**RECORDED DATA:**
** Begin **
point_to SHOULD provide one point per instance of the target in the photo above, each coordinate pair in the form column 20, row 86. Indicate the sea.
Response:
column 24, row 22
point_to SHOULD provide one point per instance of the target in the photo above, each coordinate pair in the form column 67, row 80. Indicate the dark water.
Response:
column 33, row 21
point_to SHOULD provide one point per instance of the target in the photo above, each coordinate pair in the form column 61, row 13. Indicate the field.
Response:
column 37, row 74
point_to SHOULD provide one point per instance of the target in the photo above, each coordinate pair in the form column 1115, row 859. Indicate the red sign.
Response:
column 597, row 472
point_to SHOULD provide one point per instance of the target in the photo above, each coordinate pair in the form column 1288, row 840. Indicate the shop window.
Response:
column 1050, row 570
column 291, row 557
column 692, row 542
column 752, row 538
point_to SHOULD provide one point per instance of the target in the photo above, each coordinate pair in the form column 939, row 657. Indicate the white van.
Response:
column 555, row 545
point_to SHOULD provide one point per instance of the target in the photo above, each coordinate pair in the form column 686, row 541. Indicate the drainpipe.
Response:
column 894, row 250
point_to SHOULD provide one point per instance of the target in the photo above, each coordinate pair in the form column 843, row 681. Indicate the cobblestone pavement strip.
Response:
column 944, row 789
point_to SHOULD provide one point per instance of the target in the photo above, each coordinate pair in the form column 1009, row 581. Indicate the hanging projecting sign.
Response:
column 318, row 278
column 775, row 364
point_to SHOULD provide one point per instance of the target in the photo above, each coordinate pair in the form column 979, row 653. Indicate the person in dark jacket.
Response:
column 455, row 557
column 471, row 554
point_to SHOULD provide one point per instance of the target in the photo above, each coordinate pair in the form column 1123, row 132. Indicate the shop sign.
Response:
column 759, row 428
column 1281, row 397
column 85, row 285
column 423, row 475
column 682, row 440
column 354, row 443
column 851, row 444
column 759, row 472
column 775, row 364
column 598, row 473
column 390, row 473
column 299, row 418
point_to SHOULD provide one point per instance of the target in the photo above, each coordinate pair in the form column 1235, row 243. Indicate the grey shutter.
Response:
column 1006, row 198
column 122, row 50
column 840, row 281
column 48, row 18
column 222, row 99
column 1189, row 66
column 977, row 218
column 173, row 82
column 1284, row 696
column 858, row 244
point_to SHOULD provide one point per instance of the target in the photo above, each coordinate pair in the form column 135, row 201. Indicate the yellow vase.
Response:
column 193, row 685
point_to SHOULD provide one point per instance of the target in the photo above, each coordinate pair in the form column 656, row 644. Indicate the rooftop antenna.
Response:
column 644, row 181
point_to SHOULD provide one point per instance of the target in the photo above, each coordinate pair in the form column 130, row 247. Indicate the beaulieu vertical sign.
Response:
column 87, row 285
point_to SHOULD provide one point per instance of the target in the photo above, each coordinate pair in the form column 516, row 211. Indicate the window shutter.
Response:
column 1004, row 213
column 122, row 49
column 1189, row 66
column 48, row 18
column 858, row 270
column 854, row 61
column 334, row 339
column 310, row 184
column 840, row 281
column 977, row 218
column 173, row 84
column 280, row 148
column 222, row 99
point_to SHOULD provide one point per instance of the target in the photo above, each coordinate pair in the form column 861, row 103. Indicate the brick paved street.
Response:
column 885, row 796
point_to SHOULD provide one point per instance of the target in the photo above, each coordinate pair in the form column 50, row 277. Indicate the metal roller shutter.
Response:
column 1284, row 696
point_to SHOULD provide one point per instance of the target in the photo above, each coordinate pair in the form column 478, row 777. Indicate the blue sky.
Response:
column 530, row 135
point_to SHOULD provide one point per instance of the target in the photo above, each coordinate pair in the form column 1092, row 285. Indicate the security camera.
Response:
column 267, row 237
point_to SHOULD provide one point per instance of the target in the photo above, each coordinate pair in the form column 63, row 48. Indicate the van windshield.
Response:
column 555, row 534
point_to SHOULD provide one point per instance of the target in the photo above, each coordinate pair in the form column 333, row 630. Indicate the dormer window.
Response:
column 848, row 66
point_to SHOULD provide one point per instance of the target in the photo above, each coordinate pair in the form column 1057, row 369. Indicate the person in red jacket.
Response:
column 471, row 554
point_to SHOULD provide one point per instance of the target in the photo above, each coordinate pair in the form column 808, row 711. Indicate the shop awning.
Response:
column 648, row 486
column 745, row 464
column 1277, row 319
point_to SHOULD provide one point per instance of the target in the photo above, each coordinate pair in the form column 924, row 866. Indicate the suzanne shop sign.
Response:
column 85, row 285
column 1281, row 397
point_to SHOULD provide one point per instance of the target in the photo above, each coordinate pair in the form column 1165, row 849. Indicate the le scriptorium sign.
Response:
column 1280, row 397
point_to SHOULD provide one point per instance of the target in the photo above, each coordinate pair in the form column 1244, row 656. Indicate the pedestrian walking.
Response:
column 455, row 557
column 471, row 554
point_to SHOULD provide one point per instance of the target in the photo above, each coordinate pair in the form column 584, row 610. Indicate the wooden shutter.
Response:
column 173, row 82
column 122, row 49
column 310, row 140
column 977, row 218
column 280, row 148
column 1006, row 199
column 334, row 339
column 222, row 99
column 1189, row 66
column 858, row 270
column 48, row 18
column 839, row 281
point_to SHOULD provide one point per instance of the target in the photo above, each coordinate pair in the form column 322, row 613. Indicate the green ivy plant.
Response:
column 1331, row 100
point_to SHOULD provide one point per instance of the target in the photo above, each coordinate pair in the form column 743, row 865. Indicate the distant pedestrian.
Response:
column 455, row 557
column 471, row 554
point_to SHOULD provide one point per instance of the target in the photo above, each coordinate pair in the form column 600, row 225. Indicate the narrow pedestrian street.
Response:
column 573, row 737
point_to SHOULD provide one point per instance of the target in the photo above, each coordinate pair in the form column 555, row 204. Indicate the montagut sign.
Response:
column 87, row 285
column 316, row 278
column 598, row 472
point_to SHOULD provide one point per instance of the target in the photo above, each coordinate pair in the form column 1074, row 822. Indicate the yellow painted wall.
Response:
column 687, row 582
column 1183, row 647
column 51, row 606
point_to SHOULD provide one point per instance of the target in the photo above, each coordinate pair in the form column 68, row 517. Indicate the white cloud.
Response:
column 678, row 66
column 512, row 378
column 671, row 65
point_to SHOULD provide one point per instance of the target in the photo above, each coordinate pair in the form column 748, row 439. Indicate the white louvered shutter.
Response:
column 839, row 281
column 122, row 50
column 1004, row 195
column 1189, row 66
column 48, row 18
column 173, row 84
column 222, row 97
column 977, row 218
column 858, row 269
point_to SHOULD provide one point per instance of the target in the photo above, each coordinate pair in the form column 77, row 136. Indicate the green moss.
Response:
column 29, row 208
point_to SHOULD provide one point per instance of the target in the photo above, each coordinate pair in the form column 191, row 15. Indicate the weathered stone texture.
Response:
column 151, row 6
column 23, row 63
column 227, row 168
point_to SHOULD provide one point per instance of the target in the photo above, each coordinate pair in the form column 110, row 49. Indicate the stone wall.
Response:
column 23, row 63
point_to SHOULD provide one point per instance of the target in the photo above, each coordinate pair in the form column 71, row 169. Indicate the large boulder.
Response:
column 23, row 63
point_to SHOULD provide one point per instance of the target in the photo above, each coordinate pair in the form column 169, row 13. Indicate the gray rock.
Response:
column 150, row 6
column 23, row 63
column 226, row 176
** End **
Copy word for word everything in the records above, from the line containing "the shop window." down to the line containing "column 894, row 250", including both of those lines and nothing beyond them.

point_to SHOULD provide one point per instance of the target in the photo above, each coordinate pair in the form column 1288, row 840. Indicate the shop window.
Response:
column 1050, row 570
column 291, row 557
column 692, row 542
column 752, row 538
point_to SHOULD provide one point per instance of the target in the photo above, each coordinate pair in the form column 939, row 657. Indicate the white van.
Response:
column 555, row 545
point_to SHOULD provide one point per instance of the target in the photo above, each coordinate pair in the form column 686, row 541. Indicate the drainpipe.
Response:
column 894, row 250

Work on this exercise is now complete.